TO BE DONE
Images are not part of the copy; write out the rest of the data exactly as given.
#### DATA TO PROCESS
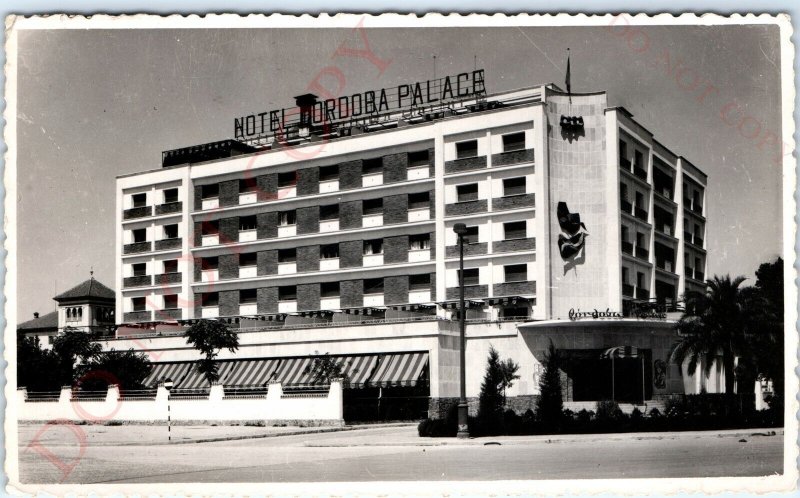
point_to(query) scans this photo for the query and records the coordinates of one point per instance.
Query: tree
(550, 405)
(210, 337)
(715, 323)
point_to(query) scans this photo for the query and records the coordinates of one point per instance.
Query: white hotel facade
(345, 245)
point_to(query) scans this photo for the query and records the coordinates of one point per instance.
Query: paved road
(386, 454)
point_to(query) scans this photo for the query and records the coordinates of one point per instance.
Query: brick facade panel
(351, 253)
(351, 293)
(350, 214)
(308, 219)
(396, 289)
(268, 300)
(308, 296)
(395, 209)
(267, 262)
(308, 260)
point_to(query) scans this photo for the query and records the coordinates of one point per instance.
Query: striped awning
(399, 369)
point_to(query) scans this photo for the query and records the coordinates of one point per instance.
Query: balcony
(137, 212)
(137, 281)
(465, 164)
(513, 157)
(169, 208)
(627, 290)
(627, 247)
(137, 247)
(169, 278)
(419, 214)
(164, 244)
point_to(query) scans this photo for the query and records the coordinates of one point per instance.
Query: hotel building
(338, 239)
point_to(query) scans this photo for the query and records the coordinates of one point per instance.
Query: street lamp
(168, 386)
(463, 410)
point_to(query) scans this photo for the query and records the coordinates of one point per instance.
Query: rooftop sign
(361, 108)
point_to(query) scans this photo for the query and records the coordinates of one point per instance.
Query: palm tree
(717, 322)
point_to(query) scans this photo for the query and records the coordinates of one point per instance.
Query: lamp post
(168, 386)
(463, 410)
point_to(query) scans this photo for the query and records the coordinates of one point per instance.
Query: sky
(96, 104)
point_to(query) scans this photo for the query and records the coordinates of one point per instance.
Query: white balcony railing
(210, 240)
(418, 172)
(328, 186)
(210, 312)
(372, 180)
(287, 268)
(248, 198)
(416, 255)
(372, 220)
(248, 309)
(419, 296)
(287, 306)
(330, 303)
(209, 276)
(373, 260)
(329, 226)
(420, 214)
(210, 203)
(248, 271)
(329, 264)
(373, 300)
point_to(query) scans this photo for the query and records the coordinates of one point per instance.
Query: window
(139, 200)
(209, 299)
(171, 266)
(287, 293)
(419, 282)
(209, 191)
(372, 166)
(138, 304)
(329, 289)
(287, 255)
(516, 273)
(468, 192)
(373, 206)
(247, 223)
(210, 263)
(330, 212)
(420, 242)
(248, 296)
(471, 276)
(514, 186)
(170, 195)
(329, 251)
(248, 259)
(248, 185)
(139, 235)
(139, 269)
(467, 149)
(288, 179)
(171, 231)
(514, 141)
(419, 200)
(373, 286)
(373, 247)
(287, 218)
(515, 230)
(328, 173)
(170, 301)
(418, 158)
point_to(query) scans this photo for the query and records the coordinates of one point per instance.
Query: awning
(399, 369)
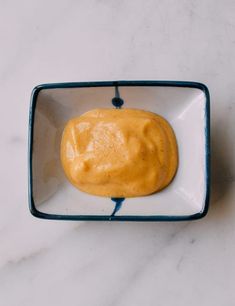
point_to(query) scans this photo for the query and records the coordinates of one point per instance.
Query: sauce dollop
(119, 152)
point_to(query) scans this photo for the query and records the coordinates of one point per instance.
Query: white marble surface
(104, 264)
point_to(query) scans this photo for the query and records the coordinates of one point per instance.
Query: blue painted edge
(188, 84)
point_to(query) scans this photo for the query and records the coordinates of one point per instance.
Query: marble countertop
(98, 263)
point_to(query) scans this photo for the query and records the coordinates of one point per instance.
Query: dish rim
(165, 83)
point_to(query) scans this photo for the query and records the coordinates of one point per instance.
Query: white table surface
(109, 264)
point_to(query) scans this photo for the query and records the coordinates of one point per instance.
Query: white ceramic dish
(184, 104)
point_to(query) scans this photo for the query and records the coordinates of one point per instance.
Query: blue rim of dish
(188, 84)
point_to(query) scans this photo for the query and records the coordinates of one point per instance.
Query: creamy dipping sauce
(119, 152)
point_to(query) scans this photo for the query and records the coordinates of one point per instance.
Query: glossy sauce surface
(119, 152)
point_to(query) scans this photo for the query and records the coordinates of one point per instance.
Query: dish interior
(183, 107)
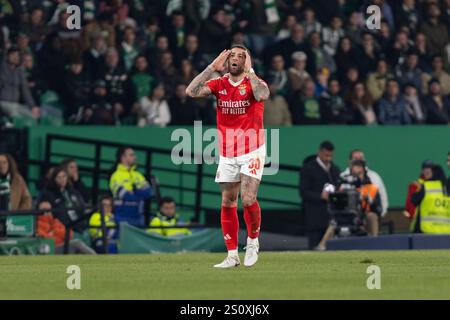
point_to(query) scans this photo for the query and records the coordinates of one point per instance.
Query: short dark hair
(352, 152)
(240, 46)
(12, 50)
(120, 152)
(358, 163)
(165, 200)
(327, 145)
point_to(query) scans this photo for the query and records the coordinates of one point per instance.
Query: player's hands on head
(248, 62)
(219, 63)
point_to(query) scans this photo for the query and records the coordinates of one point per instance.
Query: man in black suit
(315, 173)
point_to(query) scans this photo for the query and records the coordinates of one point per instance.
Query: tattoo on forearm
(199, 81)
(260, 89)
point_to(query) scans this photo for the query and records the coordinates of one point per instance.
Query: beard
(235, 71)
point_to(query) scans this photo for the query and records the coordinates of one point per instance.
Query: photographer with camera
(369, 206)
(315, 173)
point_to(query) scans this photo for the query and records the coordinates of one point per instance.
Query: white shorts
(250, 164)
########
RESULT OF THIS TASK
point_to(query) scans this photo for the query and records the coordinates of one point per instance.
Query: tree
(550, 405)
(210, 337)
(715, 323)
point_to(query) scans this photo for the query and records the coordinates of one point per instance.
Query: white hotel facade
(345, 245)
point_to(query) scans this photo for the query and records the coordinates of one point per instance.
Query: paved road
(386, 454)
point_to(query) scans this photo for the query and records the coordinates of one point per instance.
Query: brick facade panel
(351, 253)
(351, 293)
(350, 214)
(308, 219)
(396, 289)
(268, 300)
(308, 296)
(395, 209)
(267, 262)
(308, 260)
point_to(query) scans this photo for the query and records the coordinates of one point per instance.
Query: striped awning
(399, 369)
point_to(query) scans this photo for the query and records the coordinates of one point per instance.
Query: balcony
(137, 212)
(137, 281)
(465, 164)
(513, 157)
(169, 208)
(627, 290)
(627, 247)
(137, 247)
(169, 278)
(419, 214)
(164, 244)
point_to(query) scans this photo for the query and records the coordinates of one point per instance.
Query: hotel building
(338, 239)
point_to(query) scans this photo for the query and records the coordinates of one point per instance.
Query: street lamp
(168, 386)
(463, 410)
point_to(query) scans this photo for the query and records the coordinates of one point per instance.
Query: rooftop sign
(361, 108)
point_to(query) scans this photo for the query and records the coordinates of one point per instance.
Query: palm tree
(717, 322)
point_to(query) scans this photo for the query and records the coordinates of one point per instance.
Query: lamp post
(168, 386)
(463, 410)
point_to(query) scans this photo for the query and records the coordinates of one point per instance.
Query: sky
(96, 104)
point_to(query) scans this photo for the query and records the coordinates of one point per instance.
Query: white balcony railing
(210, 240)
(418, 172)
(328, 186)
(210, 312)
(372, 180)
(287, 268)
(248, 198)
(416, 255)
(372, 220)
(248, 309)
(419, 296)
(287, 306)
(330, 303)
(209, 276)
(373, 260)
(329, 226)
(420, 214)
(210, 203)
(248, 271)
(329, 264)
(373, 300)
point_to(query) scans this photo for the query and records the coordinates of one point per instance.
Query: window
(139, 200)
(209, 299)
(171, 266)
(287, 293)
(419, 282)
(209, 191)
(372, 166)
(138, 304)
(329, 289)
(287, 255)
(516, 273)
(468, 192)
(373, 206)
(247, 223)
(210, 263)
(330, 212)
(420, 242)
(248, 296)
(471, 276)
(514, 186)
(170, 195)
(329, 251)
(248, 259)
(248, 185)
(139, 235)
(139, 269)
(467, 149)
(288, 179)
(171, 231)
(514, 141)
(419, 200)
(373, 286)
(373, 247)
(287, 218)
(515, 230)
(328, 173)
(170, 301)
(418, 158)
point_to(query) scans this photo for the query and records the coordinates of one point per instance.
Query: awning
(399, 369)
point_to(query) scans this photo for the query and records the coordinates of one point per instance.
Query: sauce dollop
(119, 152)
point_to(query) scans this photo for the query and records the coordinates of one point per instance.
Query: white marble surface
(104, 264)
point_to(query) scans this photo for the query and records the coordinates of one point per instance.
Query: blue painted edge
(188, 84)
point_to(query) scans this photo for the query and records the coordinates of one point per instance.
Query: marble countertop
(98, 263)
point_to(query) scans this photo for the query and records the coordinates of one point per instance.
Query: dish rim
(165, 83)
point_to(query) scans this photo for the query and records the coordinates of one point per instance.
Query: white table surface
(109, 264)
point_to(query) scans this photo for the query and records the coordinates of one point per instance.
Query: white ceramic dish
(184, 104)
point_to(query) scans this photo for the query and records the coordinates of one point per instance.
Query: blue rim of dish
(188, 84)
point_to(query) scans this photo for the query and records the coordinates of one point per instance.
Query: creamy dipping sauce
(119, 152)
point_to(query) scans this photo for the query and records the coordinates of one point per instance.
Query: glossy sauce surface
(119, 152)
point_to(query) scans this photo for the query and records the coordinates of one point per instance.
Query: dish interior
(183, 107)
point_to(query) scans this photo for the query and records the coordinates of one point per instance.
Query: short dark hair
(352, 152)
(240, 46)
(12, 50)
(120, 152)
(358, 163)
(165, 200)
(327, 145)
point_to(query) scans this photo for the query and records the coordinates of one point per instance.
Query: player's hands on head
(248, 62)
(219, 63)
point_to(query) scans this photo for the query and records the coordinates of one point per instance.
Query: man in black suit
(315, 173)
point_to(query) scans this photo for the query and records the coordinates of one point per instance.
Query: tattoo on forearm
(199, 81)
(260, 89)
point_to(query) scans this photo for the query and records the coordinates of one point per instance.
Query: beard
(235, 71)
point_to(query) scans this photo for the query and records the coordinates of one point per instance.
Query: photographer with camera
(369, 206)
(315, 173)
point_to(query) scans this photo for the query and records the coordinates of one point per instance.
Query: white shorts
(250, 164)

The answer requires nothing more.